- ОТРЫВОК СО СТРАНИЦЫ:
Оторвись хоть раз от своих старых лохмотьев и превратись в новый вид, чтобы я время от времени черпала из тебя силу единства… что-нибудь новаторское!
– Хватит, голубка моя, останусь прежним старым видом, – сказала я спокойно, зная достаточно её чистую, без фальши натуру, чтобы не обижаться на брошенные второпях слова. Напротив, я в сотый раз решила не отрываться от «старых лохмотьев», а оставаться собой, той, что до этой поры оберегала её, в погоне за красотой не обращавшую внимания на зловещие перешёптывания жизненных преград и не раз бы уже горя хлебнувшую, если бы не я…
И хотя я не была никаким таким новым видом, не претендовала на звание «существа избранного» или «гордости расы», всё же таки понимала и знала, как и когда утолять жажду той неподдельно артистической натуры и когда поддаваться желанию полёта и сохранять уверенность в будущем».
«Она повелевала мной, как какой-нибудь подданной, и, хотя я вполне могла распоряжаться, как и она, по собственной воле и противиться ей, я, однако, никогда этого не делала. Меня не задевало это подчинение её власти. Сила сопротивления не просыпалась во мне никогда. Напротив, если я по своим дела уезжала на время из дому, даже тосковала по ней. По ней и по той силе, что исходила от неё и придавала всему нашему окружению характер и какую-то жизнь…»
Твердокаменная вера в свою прогрессивность и избранность, острая непереносимость критики и железобетонное подавление воли «подданных» неототалитарными способами (когда «подданный» сам такому подавлению рад-радёшенек) да презрение к людям труда (к тому же Донбассу), – это всё характерные черты современной Украины.
Вот ещё что Ганнуся сказала Мартуше: «Я немой послушник своего таланта, а вот такие, как ты, Марта, такие, как ты, творят ту огромную силу, которая угнетает таких, как я. Массой давите вы нас, одиночек, и мы гибнем, как тот цветок без семян, из-за вас. Но тебе, твоей личности это неизвестно, и потому ты этого не понимаешь…» Однако кто кого давит – большой вопрос.
Некоторое время спустя к двум девушкам заселяется третья, София. Она мечтала поступить в венскую консерваторию.
«Классическую музыку тоже люблю. Научила меня её понимать и разгадывать «по мелодиям» одна из подруг, чья душа будто состояла из звуков, и сама она была воплощённая музыка».
«Играла этюд Шопена ор. 21 или 24.
Несколько раз подряд. <…>
Я не раз слышала этот этюд. Слышала и снова забывала, но, когда она сыграла его несколько раз, – я, не иначе, обрела другой слух.
Душа стала способна понимать музыку…
Комната наша начала меняться».
«Никто из них не просил какой-то там работы «сверхурочной», услуг, но я сама взяла это на себя. Для одной и для другой. Первая принимала всё, даже не замечая, а вторая благодарно тянулась ко мне, как цветок к солнцу».
«Но она (София – Т.М.) не привязалась к ней (Ганнусе – Т.М.) так, как ко мне…
Говорили не раз целыми вечерами о всяком. В главном сходились взглядами на жизнь, беседовали об искусстве, литературе, о разных вопросах…»

Данные о локализации точек
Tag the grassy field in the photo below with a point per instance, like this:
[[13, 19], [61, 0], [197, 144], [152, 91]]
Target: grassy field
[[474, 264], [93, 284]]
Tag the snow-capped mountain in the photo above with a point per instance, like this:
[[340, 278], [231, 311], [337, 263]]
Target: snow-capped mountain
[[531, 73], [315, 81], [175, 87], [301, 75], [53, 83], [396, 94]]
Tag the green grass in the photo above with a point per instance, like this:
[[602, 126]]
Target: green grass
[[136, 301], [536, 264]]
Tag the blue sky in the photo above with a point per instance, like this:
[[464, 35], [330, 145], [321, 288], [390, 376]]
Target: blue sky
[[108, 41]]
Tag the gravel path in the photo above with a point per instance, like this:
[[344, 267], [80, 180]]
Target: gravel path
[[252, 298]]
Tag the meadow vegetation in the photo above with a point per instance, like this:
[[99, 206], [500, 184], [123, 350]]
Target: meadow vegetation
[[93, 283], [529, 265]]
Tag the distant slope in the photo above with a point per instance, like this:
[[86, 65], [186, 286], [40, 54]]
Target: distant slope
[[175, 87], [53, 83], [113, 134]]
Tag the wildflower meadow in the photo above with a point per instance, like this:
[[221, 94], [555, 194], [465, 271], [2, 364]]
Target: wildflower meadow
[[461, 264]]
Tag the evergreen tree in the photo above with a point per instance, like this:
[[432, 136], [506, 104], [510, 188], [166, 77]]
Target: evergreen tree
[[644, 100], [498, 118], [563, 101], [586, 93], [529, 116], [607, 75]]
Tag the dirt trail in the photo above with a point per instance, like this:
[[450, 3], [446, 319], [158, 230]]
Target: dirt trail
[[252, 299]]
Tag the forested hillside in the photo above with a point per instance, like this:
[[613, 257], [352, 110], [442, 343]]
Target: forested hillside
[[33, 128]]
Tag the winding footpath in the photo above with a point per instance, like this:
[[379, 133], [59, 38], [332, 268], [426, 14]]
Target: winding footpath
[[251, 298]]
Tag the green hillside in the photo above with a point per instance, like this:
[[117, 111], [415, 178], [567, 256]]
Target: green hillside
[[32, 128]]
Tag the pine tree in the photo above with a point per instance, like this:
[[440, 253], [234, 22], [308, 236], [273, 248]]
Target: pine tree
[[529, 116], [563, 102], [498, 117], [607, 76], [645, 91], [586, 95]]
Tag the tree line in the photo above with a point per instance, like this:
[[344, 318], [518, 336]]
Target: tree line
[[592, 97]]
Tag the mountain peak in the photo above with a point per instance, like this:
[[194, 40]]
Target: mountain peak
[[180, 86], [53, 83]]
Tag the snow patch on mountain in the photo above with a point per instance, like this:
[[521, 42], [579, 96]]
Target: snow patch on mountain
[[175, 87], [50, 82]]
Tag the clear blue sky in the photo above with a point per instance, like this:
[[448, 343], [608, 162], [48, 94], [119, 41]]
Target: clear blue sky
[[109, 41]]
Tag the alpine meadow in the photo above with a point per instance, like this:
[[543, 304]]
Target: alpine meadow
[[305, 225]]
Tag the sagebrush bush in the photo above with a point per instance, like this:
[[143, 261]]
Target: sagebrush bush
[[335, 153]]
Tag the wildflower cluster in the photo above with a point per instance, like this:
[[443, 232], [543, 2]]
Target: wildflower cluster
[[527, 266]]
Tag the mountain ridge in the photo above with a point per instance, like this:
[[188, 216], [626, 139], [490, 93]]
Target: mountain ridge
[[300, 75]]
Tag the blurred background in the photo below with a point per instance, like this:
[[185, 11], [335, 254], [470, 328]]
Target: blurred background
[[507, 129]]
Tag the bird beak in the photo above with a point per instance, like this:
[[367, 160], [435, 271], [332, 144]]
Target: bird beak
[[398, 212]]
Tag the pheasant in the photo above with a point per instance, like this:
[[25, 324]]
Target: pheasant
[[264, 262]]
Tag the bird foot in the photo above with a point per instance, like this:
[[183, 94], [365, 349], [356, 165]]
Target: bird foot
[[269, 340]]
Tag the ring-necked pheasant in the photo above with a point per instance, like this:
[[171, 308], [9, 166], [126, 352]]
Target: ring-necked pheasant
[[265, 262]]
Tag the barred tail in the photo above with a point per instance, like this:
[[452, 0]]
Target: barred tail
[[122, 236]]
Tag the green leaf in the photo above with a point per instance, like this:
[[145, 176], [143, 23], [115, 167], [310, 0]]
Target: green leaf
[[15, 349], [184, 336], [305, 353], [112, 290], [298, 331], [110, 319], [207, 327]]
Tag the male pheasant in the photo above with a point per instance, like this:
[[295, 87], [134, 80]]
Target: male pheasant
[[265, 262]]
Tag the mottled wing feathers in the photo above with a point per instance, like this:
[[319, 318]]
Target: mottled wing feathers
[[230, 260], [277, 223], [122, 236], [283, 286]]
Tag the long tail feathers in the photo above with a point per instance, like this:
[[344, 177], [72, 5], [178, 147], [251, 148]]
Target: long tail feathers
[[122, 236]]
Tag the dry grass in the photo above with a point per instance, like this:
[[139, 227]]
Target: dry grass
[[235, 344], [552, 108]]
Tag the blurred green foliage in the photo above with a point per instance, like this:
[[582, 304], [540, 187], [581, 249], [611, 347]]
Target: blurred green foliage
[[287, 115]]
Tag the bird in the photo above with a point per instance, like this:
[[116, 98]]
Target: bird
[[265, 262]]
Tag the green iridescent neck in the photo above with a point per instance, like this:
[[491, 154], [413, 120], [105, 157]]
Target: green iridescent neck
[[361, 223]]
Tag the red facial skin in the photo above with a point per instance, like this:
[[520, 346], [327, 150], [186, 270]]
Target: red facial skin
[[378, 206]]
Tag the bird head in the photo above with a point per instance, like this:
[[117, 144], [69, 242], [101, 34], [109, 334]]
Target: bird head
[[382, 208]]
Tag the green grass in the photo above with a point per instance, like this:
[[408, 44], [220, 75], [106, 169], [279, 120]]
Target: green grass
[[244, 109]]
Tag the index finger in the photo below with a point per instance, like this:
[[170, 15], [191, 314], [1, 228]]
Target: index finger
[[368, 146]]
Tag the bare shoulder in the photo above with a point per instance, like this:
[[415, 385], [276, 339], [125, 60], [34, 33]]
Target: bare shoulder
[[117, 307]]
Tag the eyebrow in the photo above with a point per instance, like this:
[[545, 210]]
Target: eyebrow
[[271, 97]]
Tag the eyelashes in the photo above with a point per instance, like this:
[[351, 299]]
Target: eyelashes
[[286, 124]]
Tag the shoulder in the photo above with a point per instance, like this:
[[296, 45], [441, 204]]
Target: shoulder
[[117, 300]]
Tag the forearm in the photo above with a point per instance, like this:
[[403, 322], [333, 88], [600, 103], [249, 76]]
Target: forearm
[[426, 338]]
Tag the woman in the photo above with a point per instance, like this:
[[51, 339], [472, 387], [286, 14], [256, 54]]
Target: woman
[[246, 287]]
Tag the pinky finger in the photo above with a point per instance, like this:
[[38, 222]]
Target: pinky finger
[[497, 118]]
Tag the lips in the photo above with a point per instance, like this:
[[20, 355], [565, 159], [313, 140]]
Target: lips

- ОПИСАНИЕ ЗАДАНИЯ: Продолжите отрывок со страницы о Ганнусе, Марте и Софии, начиная сразу после его последней фразы. Строки — отдельный материал, не относящийся к отрывку со страницы.

- РЕЗУЛЬТАТ ЗАДАНИЯ:
Но:
«…Раздался из комнаты, в которой стоял инструмент, страшенный скрип, а потом слабый жалобный крик струн...
Она (София – Т.М.) испугалась.
– Резонатор треснул! – крикнула Ганнуся.
– Струна! – закричала я.
– Резонатор!
Она вскрикнула не своим голосом и полетела в комнату. Прежде, чем мы бросились за ней со светом, уже знала, что случилось.
– Резонатор? – спросила Ганнуся.
– Струна…
– Значит – струна!
И правда только струна. Инструмент был полностью открыт, мы склонились над ним и смотрели на эту струну. Одна из басовых. Лежала, свернувшись от сильного напряжения, между других, прямо натянутых струн, блестевших тёмным золотом от падавшего света…
– А я думала, что это резонатор провинился перед тобой! – отозвалась Ганнуся уже своим обычным беззаботным тоном, но она не ответила. Упала лицом на струны – в обморок…
Мы вынесли её. Потом обтёрли, и Ганнуся сама побежала за врачом. Когда он пришёл, заговорила.
– Почему Ганнуся сказала, что резонатор треснул? Почему? – постоянно спрашивала с большой тревогой, так, как спрашивают маленькие дети, не понимая причины чувства сожаления, не понимая, что с ними происходит. Я успокаивала её. – Почему, почему?.. Почему она это сказала? – допытывалась, и крупные слёзы катились у неё из глаз… – Зачем сказала, если невиновен!..
* * *
Врач подошёл к постели, когда случился сердечный приступ.
Помочь ей не мог.
<…>
* * *
Вынесли нашу «музыку».
Май забрал её себе.
Ганнуся никогда не узнала, как повлияли брошенные ею без мысли слова на печальное событие. Но она и без того не могла несколько воскресений успокоиться. Время от времени плакала своим сильным, страстным плачем, забросила все цветные вещи и разорвала прекрасный начатый рисунок, для которого «музыка» должна была служить каким-то вдохновением. Но спустя шесть недель затосковала по цветам и, попрощавшись со всеми, уехала в Рим…»
Бесполезно было кричать: «Струна!». Надо было раньше бороться со «сверхурочным» «раздвоением личности». Как потом советскому народу. А то завопил году в 90-91-м, спохватился по снегу за грибами… Хотя что я пишу, советский народ боролся с раздвоением. Но не в ту сторону.
Единственная из девушек, фамилия которой указана в тексте Valse Mélancolique, это София. Она Дорошенко. Думается, так Кобылянская хотела подчеркнуть глубокую связь своей героини с украинской национальной культурой. Ганнуся, напротив, онемеченная полька. То есть чуждая не только украинской, но и своей родной, а значит и всякой культуре. Ганнуся, в принципе, могла быть и расовой вышиватницей, это такие же для творческого начала украинцев чужаки, такие же его ненавистники.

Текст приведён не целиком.